[Selected passage]

Saturday, June 18, 2011

The world is a continuity of train wrecks.

The world is a continuity of train wrecks. And eventually we all die. We can engage in discourse all day, participate in the free press, have conversations on the internet, vote every year in November when Election Day arrives, but hardly do we ever look into ourselves and tackle fundamental questions about what it means to be a human being who lives on a planet where there is a possibility through human error or lack of empathy to blow itself up and then perish into nothingness. William Barrett perfectly reflected this during the fifties in his primer on Existentialism, Irrational Man, by saying "by this time widespread anxiety and even panic over the dangers of the atomic age; but the public soul-searching and stocktaking rarely, if ever, go the heart of the matter". The words of Barrett reflect the theme of this block.

[Supplied data]
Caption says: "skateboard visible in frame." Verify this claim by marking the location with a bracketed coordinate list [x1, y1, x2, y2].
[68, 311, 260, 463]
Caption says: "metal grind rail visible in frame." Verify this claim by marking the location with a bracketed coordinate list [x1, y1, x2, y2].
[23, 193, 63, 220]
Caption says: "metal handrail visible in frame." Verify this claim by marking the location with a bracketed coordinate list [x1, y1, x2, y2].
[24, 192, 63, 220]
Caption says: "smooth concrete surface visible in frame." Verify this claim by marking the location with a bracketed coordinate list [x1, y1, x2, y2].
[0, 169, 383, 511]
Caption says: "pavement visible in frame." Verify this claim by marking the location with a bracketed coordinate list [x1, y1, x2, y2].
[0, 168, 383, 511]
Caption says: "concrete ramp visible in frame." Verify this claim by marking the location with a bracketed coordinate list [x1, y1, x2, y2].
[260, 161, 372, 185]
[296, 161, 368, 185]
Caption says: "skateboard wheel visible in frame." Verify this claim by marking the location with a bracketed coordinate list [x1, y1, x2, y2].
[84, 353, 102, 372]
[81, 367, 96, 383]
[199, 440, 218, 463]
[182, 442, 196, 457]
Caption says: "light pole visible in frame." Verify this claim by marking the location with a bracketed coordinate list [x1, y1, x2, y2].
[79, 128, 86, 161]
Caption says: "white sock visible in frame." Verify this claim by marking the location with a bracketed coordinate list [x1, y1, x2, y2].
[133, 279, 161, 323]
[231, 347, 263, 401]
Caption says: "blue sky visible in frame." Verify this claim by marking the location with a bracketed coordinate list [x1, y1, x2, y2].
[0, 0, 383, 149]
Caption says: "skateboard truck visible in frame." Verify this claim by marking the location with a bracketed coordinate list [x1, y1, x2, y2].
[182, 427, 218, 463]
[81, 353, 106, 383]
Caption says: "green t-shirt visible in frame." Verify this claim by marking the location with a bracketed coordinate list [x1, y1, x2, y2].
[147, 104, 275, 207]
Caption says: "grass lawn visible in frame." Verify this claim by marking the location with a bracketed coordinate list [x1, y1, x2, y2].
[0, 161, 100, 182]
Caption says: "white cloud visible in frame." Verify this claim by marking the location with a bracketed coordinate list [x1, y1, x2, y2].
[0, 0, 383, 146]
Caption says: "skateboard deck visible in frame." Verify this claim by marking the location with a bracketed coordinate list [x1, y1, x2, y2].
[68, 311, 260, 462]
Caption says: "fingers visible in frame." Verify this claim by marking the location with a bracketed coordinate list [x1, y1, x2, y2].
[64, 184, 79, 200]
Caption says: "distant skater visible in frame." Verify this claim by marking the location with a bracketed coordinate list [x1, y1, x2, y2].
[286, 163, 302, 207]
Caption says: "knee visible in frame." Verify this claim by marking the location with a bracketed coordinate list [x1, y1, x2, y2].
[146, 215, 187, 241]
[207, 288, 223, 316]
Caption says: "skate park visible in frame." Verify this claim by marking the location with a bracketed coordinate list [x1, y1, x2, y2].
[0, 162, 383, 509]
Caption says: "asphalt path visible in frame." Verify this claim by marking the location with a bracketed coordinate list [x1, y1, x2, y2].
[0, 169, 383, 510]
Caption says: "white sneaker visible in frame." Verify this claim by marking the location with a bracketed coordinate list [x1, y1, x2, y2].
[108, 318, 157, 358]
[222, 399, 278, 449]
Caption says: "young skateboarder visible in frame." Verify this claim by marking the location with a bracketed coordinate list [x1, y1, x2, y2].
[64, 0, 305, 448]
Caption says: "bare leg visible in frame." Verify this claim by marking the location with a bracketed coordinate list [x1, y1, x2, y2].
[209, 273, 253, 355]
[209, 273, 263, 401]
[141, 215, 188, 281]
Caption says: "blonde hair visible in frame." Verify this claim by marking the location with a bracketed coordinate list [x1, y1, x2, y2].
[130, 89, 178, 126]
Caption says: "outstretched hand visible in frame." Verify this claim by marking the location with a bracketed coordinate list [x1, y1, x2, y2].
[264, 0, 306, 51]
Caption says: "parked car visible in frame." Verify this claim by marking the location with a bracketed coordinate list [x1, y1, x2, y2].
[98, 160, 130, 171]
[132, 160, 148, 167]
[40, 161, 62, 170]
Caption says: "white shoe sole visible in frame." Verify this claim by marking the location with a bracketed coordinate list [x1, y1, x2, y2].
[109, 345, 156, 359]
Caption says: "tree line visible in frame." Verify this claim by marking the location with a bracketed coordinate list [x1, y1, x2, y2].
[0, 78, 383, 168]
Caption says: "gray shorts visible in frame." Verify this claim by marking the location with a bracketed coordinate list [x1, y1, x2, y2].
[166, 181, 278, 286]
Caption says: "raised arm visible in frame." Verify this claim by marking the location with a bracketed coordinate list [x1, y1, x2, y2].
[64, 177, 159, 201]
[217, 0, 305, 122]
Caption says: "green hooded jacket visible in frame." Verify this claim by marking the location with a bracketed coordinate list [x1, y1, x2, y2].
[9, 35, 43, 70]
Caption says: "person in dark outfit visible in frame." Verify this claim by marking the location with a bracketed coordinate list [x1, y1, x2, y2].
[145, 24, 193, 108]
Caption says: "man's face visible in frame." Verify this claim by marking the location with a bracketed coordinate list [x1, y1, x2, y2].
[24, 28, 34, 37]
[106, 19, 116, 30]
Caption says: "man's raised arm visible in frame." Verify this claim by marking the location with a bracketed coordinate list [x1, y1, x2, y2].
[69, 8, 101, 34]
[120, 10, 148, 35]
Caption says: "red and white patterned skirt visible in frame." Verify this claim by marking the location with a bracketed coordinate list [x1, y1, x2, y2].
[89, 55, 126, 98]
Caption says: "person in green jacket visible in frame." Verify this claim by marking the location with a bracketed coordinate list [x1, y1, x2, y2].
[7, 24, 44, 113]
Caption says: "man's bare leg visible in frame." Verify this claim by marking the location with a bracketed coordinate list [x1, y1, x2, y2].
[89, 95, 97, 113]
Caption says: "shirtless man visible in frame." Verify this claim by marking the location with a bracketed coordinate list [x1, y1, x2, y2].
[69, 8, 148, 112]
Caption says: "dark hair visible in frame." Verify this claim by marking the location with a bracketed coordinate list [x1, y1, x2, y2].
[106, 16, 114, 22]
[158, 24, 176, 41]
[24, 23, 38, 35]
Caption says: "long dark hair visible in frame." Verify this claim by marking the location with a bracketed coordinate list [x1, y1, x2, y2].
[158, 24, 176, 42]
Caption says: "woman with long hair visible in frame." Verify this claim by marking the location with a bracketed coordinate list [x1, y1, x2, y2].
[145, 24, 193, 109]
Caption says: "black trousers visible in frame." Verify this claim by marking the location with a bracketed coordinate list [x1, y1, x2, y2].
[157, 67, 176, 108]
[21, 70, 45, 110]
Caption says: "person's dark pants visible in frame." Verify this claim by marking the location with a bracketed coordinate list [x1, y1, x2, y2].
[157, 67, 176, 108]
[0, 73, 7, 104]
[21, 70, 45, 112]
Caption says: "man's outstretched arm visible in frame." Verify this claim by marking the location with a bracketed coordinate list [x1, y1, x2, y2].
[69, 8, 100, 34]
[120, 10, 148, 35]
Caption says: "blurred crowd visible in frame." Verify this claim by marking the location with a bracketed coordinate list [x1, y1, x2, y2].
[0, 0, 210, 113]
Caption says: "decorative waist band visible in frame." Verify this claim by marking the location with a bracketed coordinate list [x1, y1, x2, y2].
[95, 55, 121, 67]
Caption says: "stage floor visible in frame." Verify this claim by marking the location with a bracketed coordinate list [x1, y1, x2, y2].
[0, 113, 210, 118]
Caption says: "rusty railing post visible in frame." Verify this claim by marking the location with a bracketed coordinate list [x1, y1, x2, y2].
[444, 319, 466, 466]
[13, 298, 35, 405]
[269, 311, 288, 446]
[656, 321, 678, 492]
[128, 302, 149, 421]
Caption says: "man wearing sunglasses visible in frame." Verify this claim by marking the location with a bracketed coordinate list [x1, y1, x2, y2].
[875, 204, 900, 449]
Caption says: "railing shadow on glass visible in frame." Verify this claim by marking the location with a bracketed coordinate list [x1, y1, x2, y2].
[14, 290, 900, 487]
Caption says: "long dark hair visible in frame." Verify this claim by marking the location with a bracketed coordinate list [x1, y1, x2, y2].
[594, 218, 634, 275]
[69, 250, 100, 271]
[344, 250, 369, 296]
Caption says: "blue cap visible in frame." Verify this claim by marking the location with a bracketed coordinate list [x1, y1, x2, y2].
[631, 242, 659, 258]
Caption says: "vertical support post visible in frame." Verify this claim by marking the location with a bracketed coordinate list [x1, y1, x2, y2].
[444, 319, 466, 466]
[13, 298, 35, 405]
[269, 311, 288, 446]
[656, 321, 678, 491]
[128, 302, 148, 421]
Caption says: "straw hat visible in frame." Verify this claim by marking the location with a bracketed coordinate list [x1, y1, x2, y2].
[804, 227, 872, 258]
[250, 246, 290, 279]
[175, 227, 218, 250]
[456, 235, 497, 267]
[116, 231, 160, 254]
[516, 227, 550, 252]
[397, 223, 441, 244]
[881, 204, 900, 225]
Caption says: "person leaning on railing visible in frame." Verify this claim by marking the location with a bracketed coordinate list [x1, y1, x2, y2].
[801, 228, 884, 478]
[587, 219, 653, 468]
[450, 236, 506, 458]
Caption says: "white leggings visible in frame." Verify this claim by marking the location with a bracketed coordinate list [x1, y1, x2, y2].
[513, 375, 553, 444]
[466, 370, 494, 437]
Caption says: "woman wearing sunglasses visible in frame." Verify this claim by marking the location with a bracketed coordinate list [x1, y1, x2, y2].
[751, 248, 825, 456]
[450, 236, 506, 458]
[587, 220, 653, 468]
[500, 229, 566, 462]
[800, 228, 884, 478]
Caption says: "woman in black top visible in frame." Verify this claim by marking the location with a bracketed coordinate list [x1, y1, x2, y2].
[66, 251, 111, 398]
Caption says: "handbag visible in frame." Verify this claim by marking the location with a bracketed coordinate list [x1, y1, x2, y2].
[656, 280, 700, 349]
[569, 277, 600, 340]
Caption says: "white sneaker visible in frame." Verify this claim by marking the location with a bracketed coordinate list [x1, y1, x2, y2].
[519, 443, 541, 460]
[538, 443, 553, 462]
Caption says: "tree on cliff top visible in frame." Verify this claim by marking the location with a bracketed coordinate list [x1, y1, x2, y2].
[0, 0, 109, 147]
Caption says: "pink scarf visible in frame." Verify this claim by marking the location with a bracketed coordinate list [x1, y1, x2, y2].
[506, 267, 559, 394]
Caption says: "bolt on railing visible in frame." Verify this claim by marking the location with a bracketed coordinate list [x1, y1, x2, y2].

[Exercise goal]
Rewrite the passage on existential anxiety, beginning at the words "Saturday, June 18, 2011" and stopping after "of this block.", with "train wrecks" renamed "shipwrecks" throughout. None of the lines are needed here.

[Response area]
Saturday, June 18, 2011

The world is a continuity of shipwrecks.

The world is a continuity of shipwrecks. And eventually we all die. We can engage in discourse all day, participate in the free press, have conversations on the internet, vote every year in November when Election Day arrives, but hardly do we ever look into ourselves and tackle fundamental questions about what it means to be a human being who lives on a planet where there is a possibility through human error or lack of empathy to blow itself up and then perish into nothingness. William Barrett perfectly reflected this during the fifties in his primer on Existentialism, Irrational Man, by saying "by this time widespread anxiety and even panic over the dangers of the atomic age; but the public soul-searching and stocktaking rarely, if ever, go the heart of the matter". The words of Barrett reflect the theme of this block.